Copy out the material that follows line for line, without the photos.

+===+

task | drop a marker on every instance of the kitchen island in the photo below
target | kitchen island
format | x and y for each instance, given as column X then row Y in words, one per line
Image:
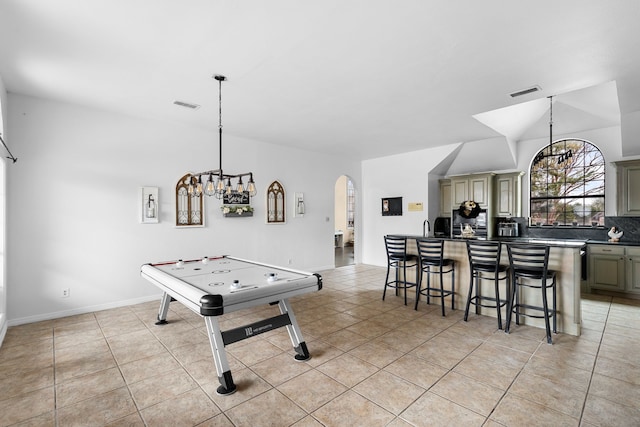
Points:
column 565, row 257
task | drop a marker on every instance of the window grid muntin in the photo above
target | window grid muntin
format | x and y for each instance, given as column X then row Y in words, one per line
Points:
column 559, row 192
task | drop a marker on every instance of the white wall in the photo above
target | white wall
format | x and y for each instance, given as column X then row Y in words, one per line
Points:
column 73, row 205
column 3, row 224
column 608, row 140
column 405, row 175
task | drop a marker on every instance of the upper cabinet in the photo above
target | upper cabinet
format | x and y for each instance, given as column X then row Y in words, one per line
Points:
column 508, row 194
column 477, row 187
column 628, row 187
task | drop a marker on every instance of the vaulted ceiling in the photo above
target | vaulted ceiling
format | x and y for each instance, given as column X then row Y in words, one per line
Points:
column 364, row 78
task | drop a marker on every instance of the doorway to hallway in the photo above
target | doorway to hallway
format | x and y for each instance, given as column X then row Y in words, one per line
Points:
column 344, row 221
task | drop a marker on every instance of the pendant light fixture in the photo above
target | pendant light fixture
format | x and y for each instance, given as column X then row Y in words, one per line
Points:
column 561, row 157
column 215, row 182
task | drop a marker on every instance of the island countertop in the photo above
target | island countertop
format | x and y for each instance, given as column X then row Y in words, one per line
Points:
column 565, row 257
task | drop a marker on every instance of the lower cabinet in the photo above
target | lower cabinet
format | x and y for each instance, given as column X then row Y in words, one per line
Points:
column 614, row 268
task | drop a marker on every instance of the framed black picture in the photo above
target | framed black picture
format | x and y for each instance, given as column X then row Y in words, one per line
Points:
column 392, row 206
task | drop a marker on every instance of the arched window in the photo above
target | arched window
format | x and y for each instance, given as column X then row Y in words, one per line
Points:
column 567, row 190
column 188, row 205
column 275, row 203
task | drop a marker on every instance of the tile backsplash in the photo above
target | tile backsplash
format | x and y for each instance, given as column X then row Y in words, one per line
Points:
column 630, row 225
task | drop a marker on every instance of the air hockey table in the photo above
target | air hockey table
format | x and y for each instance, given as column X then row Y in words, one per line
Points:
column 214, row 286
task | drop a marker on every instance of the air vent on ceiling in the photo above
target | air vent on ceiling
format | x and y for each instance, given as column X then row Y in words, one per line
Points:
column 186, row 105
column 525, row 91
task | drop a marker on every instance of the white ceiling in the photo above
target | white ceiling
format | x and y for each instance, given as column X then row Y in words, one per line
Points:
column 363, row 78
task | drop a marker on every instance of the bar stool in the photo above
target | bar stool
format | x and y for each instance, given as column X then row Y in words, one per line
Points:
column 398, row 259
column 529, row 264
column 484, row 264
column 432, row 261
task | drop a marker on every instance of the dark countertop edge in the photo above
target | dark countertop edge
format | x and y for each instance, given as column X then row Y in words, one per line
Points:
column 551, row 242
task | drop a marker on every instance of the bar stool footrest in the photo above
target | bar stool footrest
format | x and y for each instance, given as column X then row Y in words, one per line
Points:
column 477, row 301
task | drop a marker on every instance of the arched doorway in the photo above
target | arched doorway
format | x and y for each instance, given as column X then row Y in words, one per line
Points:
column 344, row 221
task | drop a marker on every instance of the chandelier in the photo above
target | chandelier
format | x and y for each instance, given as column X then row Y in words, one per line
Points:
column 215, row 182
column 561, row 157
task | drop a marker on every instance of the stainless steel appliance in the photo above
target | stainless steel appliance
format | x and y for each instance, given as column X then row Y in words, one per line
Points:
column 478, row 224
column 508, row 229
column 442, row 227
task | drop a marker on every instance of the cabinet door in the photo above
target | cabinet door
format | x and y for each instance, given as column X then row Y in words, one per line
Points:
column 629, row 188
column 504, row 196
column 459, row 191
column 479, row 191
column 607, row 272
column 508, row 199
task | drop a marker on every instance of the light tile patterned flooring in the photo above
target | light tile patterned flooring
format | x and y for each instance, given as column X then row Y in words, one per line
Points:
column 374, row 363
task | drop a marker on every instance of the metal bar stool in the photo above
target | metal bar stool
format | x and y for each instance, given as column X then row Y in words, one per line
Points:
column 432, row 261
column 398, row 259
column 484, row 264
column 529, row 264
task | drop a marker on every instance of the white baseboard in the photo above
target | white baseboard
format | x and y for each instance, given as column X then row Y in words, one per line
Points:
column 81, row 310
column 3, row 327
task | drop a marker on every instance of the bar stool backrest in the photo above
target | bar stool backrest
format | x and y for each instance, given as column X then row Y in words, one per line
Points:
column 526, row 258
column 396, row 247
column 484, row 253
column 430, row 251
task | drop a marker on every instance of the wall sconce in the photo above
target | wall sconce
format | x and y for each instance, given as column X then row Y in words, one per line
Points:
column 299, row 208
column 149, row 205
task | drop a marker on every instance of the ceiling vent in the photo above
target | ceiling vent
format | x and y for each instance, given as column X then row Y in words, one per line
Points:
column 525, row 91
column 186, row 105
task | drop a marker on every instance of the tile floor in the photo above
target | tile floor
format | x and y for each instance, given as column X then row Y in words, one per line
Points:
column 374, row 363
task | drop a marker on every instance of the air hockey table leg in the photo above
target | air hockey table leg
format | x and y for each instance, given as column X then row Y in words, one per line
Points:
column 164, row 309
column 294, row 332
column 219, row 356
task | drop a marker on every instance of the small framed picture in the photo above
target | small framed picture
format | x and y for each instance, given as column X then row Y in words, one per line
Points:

+===+

**FULL ANSWER**
task | drop a marker on every instance of the kitchen island in the photo below
target | kitchen island
format | x and y for each instance, given as column X then row Y in words, one per line
Image:
Points:
column 565, row 257
task | drop a marker on every instance of the window grid muntin in the photo above
target | window grid muntin
format | x and y for each instance, given as column X then row Y in words, one per line
Points:
column 559, row 192
task | drop a marker on every instance of the white wall in the photo above
target | white wall
format | x and y for each instance, given as column X then row Y in words, one per line
Points:
column 73, row 205
column 3, row 224
column 608, row 140
column 405, row 175
task | drop a marker on every instance of the upper cabinet in the photo above
target | upper cabinet
format | x and y for each instance, given as column X then row Y in words, one per line
Points:
column 508, row 194
column 477, row 187
column 628, row 187
task | drop a marker on every instance of the vaulted ceiling in the photo above
target | vaulted ceiling
format | x and y for each instance, given as column X then row Y in words, one per line
Points:
column 364, row 78
task | drop a marker on every instance of the doorway to hallway in the photo above
target | doorway to hallway
format | x and y for each instance, given as column X then row Y in words, one per line
Points:
column 344, row 221
task | drop a marker on every instance of the pendant light fixture in the photo above
target | pendant light fixture
format | x and y for each instance, given as column X then row Y in words, one per line
Points:
column 561, row 157
column 215, row 182
task | drop a marker on every instance of the island countertop in the photo above
target | island countertop
format | x and y for each instance, given as column X then row Y in words, one per line
Points:
column 565, row 257
task | drop a marker on every instance of the lower cabinet in the photo above
target | lower cabinet
format | x and y for each instance, given as column X then row Y in words, one per line
Points:
column 614, row 268
task | drop a marker on every instance of the framed black picture in the photo above
target | framed black picture
format | x and y for each instance, given as column X then row Y in words, one per line
Points:
column 392, row 206
task | drop a marker on every instance of the arched window in the photo above
target | arched window
format | x and y for each instance, given as column X then row Y in words, one per line
Points:
column 567, row 190
column 188, row 205
column 275, row 203
task | drop a marker on every instance of the tile backsplash in the photo above
target | tile backsplash
format | x and y for each instance, given as column X then row Y in words, one per line
Points:
column 630, row 225
task | drop a marker on every instance of the air hockey table in the photo above
target | air hockey table
format | x and y for each instance, given as column X then row Y in words, one per line
Points:
column 214, row 286
task | drop a marker on every instance of the air vent on ceiling in the photo above
target | air vent on ceiling
format | x and y for each instance, given as column X then row Y in words, one per line
Points:
column 186, row 105
column 525, row 91
task | drop a marker on every instance of the white ceiling in the photo above
target | white ceiling
format | x and y for each instance, given as column X then row Y in words, one per line
Points:
column 363, row 78
task | drop a marker on every instance of the bar stool in the photo above
target | bar stool
format | x and y for each instance, given as column X then row Y in words, one per line
Points:
column 398, row 259
column 529, row 264
column 484, row 264
column 432, row 261
task | drop a marker on every instance of the dark countertop edge in the photo above
target | dark countertop edge
format | x and y for each instance, given as column X then row Y in words, one per line
Points:
column 551, row 242
task | drop a marker on every instance of the bar stool footrest in the photo above
target | bar stool footrest
format | x and y for each instance, given as column X then row Y in words, one per line
Points:
column 477, row 301
task | drop a marker on every instance of the arched doorway in the photo above
target | arched doorway
format | x and y for each instance, given as column X then row Y in words, one per line
Points:
column 344, row 221
task | drop a marker on every instance of the chandelier in the photo above
target | chandelier
format | x and y for each instance, given as column X then row Y in words, one per line
Points:
column 215, row 182
column 561, row 157
task | drop a marker on every instance of the stainless steel appliance in the photo above
target | stainless steel appliance
format | x and y for each instance, given as column X then row Y in words, one per line
Points:
column 478, row 224
column 508, row 229
column 442, row 227
task | drop a marker on every instance of the cabinet door in the photo above
target | cabinet door
format | x and y for each instance, given as column X then row Y in words, one per line
Points:
column 629, row 188
column 504, row 196
column 459, row 191
column 479, row 191
column 607, row 272
column 508, row 199
task | drop a marker on every instance of the light tile patterned flooring in the photo above
target | light tile patterned flooring
format | x and y for each instance, given as column X then row Y in words, one per line
Points:
column 374, row 363
task | drop a marker on every instance of the metal bar stool in the photo above
target | metal bar stool
format | x and y for each instance, given as column X then row Y in words, one per line
Points:
column 432, row 261
column 398, row 259
column 484, row 264
column 529, row 264
task | drop a marker on every instance of the white baseboard in the photo above
target | white baseboard
format | x and y for each instance, given as column X then row Y in words, one per line
Points:
column 81, row 310
column 3, row 327
task | drop a marker on every instance of the bar stool backrest in the photo above
target | bar stool backrest
format | x and y for each instance, given as column X then row Y in words, one per line
Points:
column 526, row 258
column 396, row 247
column 484, row 253
column 430, row 251
task | drop a marker on every instance of the wall sconce in the photo above
target | wall sconce
format | x and y for each instance, given as column X then row Y in words, one per line
Points:
column 299, row 208
column 149, row 205
task | drop a marker on every instance of the ceiling vent in the photo above
target | ceiling vent
format | x and y for each instance, given as column X then row Y in words, one per line
Points:
column 525, row 91
column 186, row 105
task | drop a marker on every instance of the tile floor in the photo above
target | tile floor
format | x and y for each instance, given as column X then row Y in words, one per line
Points:
column 374, row 363
task | drop a marker on every instance of the air hockey table leg in the photo above
target | air hockey table leg
format | x and y for each instance, given as column X then row Y in words, one per line
Points:
column 164, row 309
column 294, row 332
column 219, row 356
task | drop a marker on every instance of the small framed picture in the photo above
target | small framed picture
format | x and y for each instance, given as column X then row Y in words, one per line
Points:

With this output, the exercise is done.